● **Task to complete**
Please write out the material below word for word, starting at its first line and ending at the line that contains "point(222, 187)", with both of those lines included.

● **Dataset**
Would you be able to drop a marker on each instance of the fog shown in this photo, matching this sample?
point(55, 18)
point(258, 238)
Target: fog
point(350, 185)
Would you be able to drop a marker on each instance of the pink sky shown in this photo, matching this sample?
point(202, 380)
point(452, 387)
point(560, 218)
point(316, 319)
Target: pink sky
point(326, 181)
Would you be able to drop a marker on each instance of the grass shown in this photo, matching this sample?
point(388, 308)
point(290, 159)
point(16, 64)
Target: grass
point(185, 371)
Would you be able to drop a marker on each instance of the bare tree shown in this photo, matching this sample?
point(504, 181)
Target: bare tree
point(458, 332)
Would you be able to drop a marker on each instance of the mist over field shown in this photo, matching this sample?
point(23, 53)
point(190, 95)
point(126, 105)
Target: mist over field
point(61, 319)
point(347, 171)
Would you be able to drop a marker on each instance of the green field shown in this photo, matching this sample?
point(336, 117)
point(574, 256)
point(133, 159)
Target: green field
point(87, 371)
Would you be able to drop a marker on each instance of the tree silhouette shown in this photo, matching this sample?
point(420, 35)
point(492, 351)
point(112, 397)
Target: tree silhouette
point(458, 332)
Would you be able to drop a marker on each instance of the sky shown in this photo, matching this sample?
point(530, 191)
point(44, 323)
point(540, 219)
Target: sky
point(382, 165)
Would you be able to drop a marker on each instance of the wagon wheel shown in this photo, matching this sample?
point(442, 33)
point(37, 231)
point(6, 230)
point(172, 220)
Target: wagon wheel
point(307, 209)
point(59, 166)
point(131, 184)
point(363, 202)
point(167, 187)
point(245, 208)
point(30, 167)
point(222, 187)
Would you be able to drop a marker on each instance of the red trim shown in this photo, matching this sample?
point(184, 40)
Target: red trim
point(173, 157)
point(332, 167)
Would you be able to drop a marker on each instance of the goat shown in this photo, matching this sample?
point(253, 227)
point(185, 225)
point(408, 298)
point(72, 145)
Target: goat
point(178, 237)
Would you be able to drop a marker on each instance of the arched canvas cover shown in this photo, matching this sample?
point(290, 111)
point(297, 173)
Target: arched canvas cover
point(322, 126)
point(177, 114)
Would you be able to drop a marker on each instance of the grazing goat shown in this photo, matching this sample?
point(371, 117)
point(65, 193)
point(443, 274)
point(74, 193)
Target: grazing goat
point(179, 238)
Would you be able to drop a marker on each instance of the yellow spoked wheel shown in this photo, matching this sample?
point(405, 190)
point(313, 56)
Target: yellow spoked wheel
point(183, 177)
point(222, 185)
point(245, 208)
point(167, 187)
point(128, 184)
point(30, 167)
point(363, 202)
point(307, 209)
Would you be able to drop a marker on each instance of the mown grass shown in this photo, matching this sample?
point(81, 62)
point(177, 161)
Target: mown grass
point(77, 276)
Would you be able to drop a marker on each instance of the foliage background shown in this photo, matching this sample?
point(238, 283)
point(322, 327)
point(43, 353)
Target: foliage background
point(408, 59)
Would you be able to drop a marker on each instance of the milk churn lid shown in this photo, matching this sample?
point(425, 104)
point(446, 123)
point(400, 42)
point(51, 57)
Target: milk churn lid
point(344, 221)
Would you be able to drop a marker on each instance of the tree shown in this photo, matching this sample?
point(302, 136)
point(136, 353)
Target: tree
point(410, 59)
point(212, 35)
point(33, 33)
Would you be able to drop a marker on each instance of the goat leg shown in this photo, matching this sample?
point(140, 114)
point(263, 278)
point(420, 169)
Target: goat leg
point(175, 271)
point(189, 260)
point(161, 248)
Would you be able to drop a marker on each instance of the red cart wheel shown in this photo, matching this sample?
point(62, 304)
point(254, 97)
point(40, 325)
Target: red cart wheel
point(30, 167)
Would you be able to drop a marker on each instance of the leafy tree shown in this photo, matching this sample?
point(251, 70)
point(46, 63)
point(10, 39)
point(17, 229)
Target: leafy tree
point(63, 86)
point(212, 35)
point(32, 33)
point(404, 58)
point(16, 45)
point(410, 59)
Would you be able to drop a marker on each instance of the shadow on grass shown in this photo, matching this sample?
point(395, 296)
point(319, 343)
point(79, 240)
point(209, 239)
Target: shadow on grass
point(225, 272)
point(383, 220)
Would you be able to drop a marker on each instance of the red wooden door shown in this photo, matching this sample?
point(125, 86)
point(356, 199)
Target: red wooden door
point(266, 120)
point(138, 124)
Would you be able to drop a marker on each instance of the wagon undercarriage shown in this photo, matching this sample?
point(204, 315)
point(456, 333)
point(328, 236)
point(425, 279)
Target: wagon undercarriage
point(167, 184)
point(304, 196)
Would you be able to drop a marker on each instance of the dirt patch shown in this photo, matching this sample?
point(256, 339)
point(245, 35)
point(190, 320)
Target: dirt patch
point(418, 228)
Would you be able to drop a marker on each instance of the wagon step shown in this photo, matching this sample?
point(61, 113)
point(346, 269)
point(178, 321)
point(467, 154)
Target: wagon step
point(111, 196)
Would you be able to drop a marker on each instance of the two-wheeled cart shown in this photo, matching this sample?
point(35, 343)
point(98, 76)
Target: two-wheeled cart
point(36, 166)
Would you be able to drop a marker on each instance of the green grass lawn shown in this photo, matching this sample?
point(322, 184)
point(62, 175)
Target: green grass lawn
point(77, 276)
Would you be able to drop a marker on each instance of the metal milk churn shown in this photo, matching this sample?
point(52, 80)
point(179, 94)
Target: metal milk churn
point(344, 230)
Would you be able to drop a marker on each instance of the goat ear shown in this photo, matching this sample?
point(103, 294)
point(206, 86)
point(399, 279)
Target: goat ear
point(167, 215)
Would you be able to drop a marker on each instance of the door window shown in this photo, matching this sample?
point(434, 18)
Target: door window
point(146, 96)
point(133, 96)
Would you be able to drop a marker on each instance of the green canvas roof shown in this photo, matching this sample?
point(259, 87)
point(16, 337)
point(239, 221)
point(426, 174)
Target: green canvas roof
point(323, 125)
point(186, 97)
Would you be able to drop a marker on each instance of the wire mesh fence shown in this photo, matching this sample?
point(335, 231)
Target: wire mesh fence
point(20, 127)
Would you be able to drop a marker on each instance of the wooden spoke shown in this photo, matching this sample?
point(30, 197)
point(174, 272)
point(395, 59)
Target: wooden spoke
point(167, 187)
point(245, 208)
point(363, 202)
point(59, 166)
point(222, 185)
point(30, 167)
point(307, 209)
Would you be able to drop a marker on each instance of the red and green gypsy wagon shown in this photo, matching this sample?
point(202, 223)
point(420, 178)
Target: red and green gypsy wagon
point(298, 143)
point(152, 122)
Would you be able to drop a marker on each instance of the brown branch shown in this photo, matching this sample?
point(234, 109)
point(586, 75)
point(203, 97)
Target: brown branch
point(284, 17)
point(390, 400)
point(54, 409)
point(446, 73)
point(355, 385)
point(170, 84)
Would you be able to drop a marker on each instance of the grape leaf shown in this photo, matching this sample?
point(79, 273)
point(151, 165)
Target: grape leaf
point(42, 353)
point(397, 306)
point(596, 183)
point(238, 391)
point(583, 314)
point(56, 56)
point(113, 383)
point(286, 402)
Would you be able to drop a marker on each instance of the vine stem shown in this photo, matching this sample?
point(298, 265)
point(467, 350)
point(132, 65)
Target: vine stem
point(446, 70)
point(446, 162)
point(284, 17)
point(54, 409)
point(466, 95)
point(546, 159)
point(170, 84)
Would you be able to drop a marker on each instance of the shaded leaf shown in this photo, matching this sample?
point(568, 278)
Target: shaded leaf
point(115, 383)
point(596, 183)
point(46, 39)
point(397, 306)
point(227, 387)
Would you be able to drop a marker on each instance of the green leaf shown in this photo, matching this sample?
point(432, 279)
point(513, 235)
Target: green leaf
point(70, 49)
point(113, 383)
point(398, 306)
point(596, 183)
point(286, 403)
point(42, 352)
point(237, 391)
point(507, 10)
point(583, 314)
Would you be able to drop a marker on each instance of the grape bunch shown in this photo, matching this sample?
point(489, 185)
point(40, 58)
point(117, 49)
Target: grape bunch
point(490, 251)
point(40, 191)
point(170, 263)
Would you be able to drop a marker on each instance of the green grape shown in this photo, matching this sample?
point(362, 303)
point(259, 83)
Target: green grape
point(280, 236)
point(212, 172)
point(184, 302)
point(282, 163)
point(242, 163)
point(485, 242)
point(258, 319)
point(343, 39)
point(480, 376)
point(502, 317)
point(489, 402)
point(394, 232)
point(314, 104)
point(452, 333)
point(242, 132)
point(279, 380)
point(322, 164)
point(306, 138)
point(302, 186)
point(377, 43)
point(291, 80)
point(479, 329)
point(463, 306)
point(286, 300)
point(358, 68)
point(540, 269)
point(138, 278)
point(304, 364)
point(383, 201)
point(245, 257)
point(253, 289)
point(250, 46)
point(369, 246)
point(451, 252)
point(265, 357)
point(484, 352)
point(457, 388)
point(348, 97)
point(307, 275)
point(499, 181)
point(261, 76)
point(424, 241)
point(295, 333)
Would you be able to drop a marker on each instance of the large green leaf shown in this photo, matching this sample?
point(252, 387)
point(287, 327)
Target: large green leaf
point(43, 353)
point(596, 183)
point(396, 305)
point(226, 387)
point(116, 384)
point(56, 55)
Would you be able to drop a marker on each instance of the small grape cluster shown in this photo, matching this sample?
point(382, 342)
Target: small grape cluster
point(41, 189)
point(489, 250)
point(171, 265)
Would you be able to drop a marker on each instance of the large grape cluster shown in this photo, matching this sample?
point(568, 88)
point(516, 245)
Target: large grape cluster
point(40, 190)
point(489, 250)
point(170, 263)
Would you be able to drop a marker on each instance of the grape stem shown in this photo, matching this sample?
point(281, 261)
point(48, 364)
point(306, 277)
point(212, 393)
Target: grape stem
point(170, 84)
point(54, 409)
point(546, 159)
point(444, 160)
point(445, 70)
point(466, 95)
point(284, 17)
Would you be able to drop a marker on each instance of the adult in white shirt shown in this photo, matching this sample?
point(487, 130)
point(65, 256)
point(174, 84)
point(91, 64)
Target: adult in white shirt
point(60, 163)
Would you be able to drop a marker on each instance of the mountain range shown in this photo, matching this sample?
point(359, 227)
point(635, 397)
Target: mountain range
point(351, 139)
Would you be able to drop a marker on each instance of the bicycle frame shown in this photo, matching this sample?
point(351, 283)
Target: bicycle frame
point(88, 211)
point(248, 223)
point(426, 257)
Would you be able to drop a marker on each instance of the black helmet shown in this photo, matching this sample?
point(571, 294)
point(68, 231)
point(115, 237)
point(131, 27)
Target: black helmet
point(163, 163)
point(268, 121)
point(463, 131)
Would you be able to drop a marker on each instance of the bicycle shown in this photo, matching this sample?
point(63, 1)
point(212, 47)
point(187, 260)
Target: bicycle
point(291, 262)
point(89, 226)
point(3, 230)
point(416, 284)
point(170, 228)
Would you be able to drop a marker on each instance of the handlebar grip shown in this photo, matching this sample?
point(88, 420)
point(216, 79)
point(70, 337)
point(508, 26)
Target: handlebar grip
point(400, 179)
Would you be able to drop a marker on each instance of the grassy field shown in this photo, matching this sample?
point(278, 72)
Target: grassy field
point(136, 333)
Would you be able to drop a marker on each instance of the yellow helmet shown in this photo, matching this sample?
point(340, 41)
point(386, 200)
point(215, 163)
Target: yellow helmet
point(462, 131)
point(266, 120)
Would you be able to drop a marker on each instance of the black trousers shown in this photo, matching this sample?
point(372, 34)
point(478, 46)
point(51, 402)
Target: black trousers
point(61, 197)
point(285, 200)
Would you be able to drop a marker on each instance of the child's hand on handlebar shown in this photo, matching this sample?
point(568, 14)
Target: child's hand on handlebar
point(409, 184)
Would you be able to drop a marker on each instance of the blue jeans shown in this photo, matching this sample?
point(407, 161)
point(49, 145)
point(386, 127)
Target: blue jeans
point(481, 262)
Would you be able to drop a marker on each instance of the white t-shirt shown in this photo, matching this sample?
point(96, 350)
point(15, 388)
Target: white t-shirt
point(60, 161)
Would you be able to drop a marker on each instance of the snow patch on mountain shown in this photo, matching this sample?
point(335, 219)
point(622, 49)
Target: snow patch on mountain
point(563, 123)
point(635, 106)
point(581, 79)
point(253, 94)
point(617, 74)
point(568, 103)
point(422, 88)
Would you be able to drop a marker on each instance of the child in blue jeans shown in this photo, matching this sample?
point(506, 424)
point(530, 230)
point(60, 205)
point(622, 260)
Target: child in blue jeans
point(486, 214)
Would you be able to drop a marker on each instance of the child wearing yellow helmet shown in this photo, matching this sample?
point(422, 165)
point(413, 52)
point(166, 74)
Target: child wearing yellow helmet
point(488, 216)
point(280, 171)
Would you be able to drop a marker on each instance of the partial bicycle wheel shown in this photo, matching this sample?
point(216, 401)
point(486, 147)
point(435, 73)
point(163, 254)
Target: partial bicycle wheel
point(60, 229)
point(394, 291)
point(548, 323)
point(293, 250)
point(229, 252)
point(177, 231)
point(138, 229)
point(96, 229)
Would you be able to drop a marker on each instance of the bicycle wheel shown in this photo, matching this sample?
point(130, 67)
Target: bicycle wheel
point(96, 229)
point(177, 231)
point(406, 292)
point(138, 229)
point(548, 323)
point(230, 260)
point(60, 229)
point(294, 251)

● **Answer to this problem**
Would you be able to drop a marker on each instance of the fog shown in this photo, matching this sample?
point(55, 18)
point(258, 238)
Target: fog
point(350, 185)
Would you be able to drop a marker on each instance of the pink sky shown in this photo, matching this sample?
point(202, 380)
point(452, 387)
point(560, 218)
point(316, 319)
Target: pink sky
point(326, 181)
Would you be able to drop a marker on each instance of the grass shown in this photo, matching this sample?
point(388, 308)
point(290, 159)
point(16, 64)
Target: grass
point(185, 371)
Would you be able to drop a marker on each instance of the bare tree shown in this photo, matching this sample?
point(504, 181)
Target: bare tree
point(458, 332)
Would you be able to drop a marker on each instance of the mist over field shown in this photo, matching this sample?
point(23, 53)
point(190, 95)
point(126, 105)
Target: mist over field
point(61, 319)
point(347, 171)
Would you be able to drop a marker on each instance of the green field shown in this photo, matching this sample?
point(336, 117)
point(574, 256)
point(133, 159)
Target: green field
point(87, 371)
Would you be able to drop a marker on each instance of the tree silhouette shown in this photo, matching this sample?
point(420, 35)
point(492, 351)
point(112, 397)
Target: tree silhouette
point(458, 332)
Would you be able to drop a marker on each instance of the sky shown in this photo, matching this sample?
point(530, 191)
point(44, 323)
point(540, 219)
Target: sky
point(382, 165)
Would you be able to drop a marker on each instance of the wagon wheel shown in this photo, matching this sample?
point(442, 33)
point(37, 231)
point(6, 230)
point(172, 220)
Target: wagon wheel
point(307, 209)
point(59, 166)
point(131, 184)
point(363, 202)
point(167, 187)
point(245, 208)
point(30, 167)
point(222, 187)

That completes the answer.